What you need to do: Print the records below exactly, and do not carry over any picture.

Entries taken from a collection:
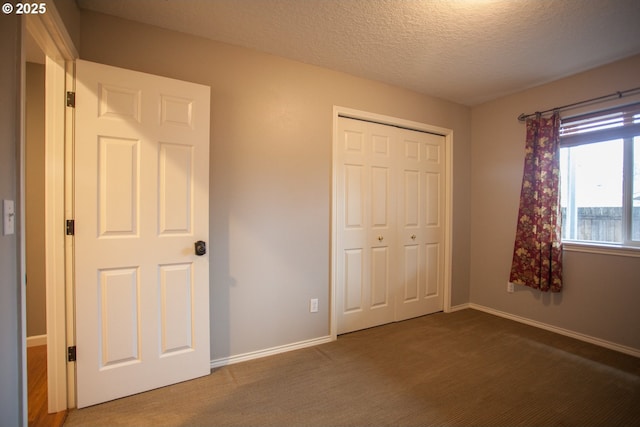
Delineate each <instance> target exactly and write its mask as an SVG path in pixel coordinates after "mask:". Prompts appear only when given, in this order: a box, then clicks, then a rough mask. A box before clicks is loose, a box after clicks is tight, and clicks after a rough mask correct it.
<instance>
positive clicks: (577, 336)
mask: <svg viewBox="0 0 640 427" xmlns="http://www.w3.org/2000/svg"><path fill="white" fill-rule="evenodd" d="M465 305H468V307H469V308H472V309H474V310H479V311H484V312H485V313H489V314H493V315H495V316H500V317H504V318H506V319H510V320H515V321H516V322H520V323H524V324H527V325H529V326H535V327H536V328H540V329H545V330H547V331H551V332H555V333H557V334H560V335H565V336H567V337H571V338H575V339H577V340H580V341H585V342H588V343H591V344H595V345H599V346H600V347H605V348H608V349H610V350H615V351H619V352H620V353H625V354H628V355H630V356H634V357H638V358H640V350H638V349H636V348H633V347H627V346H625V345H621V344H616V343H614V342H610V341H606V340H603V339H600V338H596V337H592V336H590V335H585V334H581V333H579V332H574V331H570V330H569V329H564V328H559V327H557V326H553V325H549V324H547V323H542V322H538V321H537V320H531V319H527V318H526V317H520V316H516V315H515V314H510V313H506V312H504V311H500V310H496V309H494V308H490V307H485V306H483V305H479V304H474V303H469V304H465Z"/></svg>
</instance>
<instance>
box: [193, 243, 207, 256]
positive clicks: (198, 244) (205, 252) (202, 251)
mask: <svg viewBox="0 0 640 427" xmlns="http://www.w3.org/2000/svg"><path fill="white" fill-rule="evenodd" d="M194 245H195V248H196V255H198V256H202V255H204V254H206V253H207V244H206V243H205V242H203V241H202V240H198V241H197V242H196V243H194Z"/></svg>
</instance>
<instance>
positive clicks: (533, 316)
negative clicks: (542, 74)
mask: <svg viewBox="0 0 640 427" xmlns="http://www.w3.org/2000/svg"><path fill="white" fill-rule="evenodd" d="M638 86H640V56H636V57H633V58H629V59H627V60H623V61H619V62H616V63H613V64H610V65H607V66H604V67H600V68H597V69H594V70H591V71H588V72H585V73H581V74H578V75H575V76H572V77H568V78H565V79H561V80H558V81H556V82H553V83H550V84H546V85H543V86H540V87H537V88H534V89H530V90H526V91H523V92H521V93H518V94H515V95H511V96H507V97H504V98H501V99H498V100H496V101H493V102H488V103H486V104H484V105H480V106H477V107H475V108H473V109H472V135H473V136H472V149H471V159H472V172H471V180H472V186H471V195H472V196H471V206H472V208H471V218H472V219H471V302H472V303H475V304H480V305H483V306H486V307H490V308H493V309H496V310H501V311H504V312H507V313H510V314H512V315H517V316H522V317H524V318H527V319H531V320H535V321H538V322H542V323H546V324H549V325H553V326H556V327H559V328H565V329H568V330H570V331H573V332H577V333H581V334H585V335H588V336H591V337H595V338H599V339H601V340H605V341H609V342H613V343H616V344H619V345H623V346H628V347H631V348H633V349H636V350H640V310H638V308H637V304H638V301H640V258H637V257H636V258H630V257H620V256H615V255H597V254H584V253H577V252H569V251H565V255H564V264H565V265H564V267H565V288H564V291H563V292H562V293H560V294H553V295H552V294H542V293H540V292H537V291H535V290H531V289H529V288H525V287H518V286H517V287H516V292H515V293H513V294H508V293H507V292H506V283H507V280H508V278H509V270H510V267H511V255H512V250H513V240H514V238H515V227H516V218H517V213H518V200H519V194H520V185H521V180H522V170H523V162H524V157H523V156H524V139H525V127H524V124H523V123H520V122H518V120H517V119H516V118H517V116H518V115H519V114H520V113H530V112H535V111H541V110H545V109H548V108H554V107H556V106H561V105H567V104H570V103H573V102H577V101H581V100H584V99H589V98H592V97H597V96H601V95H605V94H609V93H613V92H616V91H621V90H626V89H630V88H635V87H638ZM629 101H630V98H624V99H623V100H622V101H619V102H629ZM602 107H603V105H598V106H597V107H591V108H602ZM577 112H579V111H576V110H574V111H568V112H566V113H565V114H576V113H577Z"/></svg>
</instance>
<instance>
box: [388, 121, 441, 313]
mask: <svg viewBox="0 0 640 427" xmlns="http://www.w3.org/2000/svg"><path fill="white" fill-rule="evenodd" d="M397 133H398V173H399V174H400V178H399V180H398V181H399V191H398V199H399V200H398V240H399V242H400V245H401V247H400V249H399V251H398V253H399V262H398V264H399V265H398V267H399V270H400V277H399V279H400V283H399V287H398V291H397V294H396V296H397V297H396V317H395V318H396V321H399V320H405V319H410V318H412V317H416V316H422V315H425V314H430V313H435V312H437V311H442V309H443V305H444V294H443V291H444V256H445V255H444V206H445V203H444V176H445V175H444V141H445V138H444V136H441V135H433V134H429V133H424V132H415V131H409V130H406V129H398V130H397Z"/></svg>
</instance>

Output:
Delineate each <instance> target exactly and write its mask as an SVG path in pixel coordinates after "mask:". Prompts appear only when given, in this order: a box, then clicks, then a rough mask. A box before clicks is loose, a box after clicks is tight, and clicks after a rough mask correct it.
<instance>
positive clicks: (577, 336)
mask: <svg viewBox="0 0 640 427" xmlns="http://www.w3.org/2000/svg"><path fill="white" fill-rule="evenodd" d="M465 305H468V307H469V308H472V309H474V310H479V311H484V312H485V313H489V314H493V315H495V316H500V317H504V318H506V319H510V320H515V321H516V322H520V323H524V324H527V325H529V326H535V327H536V328H540V329H545V330H547V331H551V332H555V333H557V334H560V335H565V336H567V337H571V338H575V339H577V340H580V341H585V342H588V343H591V344H595V345H599V346H600V347H605V348H608V349H610V350H615V351H619V352H620V353H625V354H628V355H630V356H634V357H638V358H640V350H638V349H636V348H633V347H627V346H625V345H621V344H616V343H614V342H610V341H606V340H603V339H600V338H596V337H592V336H590V335H585V334H581V333H579V332H574V331H570V330H569V329H564V328H559V327H557V326H553V325H549V324H547V323H542V322H538V321H537V320H531V319H527V318H526V317H520V316H516V315H515V314H510V313H506V312H504V311H500V310H496V309H494V308H490V307H485V306H483V305H479V304H474V303H469V304H465Z"/></svg>
</instance>
<instance>
box: [193, 243, 207, 256]
positive clicks: (198, 244) (205, 252) (202, 251)
mask: <svg viewBox="0 0 640 427" xmlns="http://www.w3.org/2000/svg"><path fill="white" fill-rule="evenodd" d="M194 245H195V248H196V255H198V256H202V255H204V254H206V253H207V244H206V243H205V242H203V241H202V240H198V241H197V242H196V243H194Z"/></svg>
</instance>
<instance>
positive clicks: (533, 316)
negative clicks: (542, 74)
mask: <svg viewBox="0 0 640 427" xmlns="http://www.w3.org/2000/svg"><path fill="white" fill-rule="evenodd" d="M638 86H640V56H636V57H633V58H629V59H627V60H623V61H619V62H616V63H613V64H610V65H607V66H604V67H600V68H597V69H594V70H591V71H588V72H585V73H581V74H578V75H575V76H572V77H568V78H565V79H561V80H558V81H556V82H553V83H550V84H546V85H543V86H540V87H537V88H534V89H530V90H526V91H523V92H521V93H518V94H515V95H511V96H507V97H504V98H501V99H498V100H496V101H493V102H488V103H486V104H484V105H480V106H477V107H475V108H473V109H472V135H473V136H472V149H471V159H472V172H471V180H472V186H471V195H472V196H471V206H472V208H471V218H472V219H471V302H472V303H475V304H480V305H483V306H486V307H490V308H493V309H496V310H501V311H504V312H507V313H510V314H512V315H517V316H522V317H524V318H527V319H531V320H535V321H538V322H542V323H546V324H549V325H553V326H556V327H559V328H565V329H568V330H570V331H573V332H577V333H581V334H585V335H588V336H591V337H595V338H599V339H601V340H605V341H609V342H613V343H616V344H619V345H623V346H628V347H631V348H633V349H636V350H640V310H638V308H637V304H638V301H640V258H637V257H636V258H630V257H620V256H615V255H597V254H584V253H577V252H569V251H565V255H564V264H565V265H564V267H565V288H564V291H563V292H562V293H560V294H553V295H552V294H542V293H540V292H537V291H535V290H531V289H529V288H525V287H518V286H517V287H516V292H515V293H513V294H508V293H507V292H506V283H507V280H508V278H509V270H510V267H511V255H512V250H513V240H514V238H515V227H516V218H517V213H518V200H519V194H520V185H521V180H522V170H523V162H524V157H523V156H524V139H525V127H524V124H523V123H520V122H518V120H517V119H516V118H517V116H518V115H519V114H520V113H530V112H535V111H541V110H545V109H548V108H554V107H556V106H561V105H567V104H570V103H573V102H577V101H581V100H584V99H589V98H592V97H597V96H601V95H605V94H609V93H613V92H616V91H621V90H626V89H630V88H635V87H638ZM629 101H630V98H624V99H623V100H622V101H619V102H629ZM602 107H603V105H598V106H597V107H591V108H602ZM577 112H579V111H576V110H574V111H568V112H566V113H565V114H576V113H577Z"/></svg>
</instance>
<instance>
box: [388, 121, 441, 313]
mask: <svg viewBox="0 0 640 427" xmlns="http://www.w3.org/2000/svg"><path fill="white" fill-rule="evenodd" d="M397 133H398V173H399V174H400V178H399V180H398V181H399V191H398V199H399V200H398V240H399V242H400V245H401V247H400V249H399V251H398V253H399V262H398V264H399V265H398V267H399V270H400V277H399V279H400V283H399V287H398V291H397V294H396V296H397V297H396V317H395V318H396V321H399V320H405V319H410V318H412V317H416V316H422V315H425V314H430V313H435V312H437V311H442V309H443V305H444V294H443V291H444V256H445V255H444V206H445V203H444V176H445V175H444V141H445V138H444V136H441V135H433V134H429V133H424V132H415V131H409V130H406V129H398V130H397Z"/></svg>
</instance>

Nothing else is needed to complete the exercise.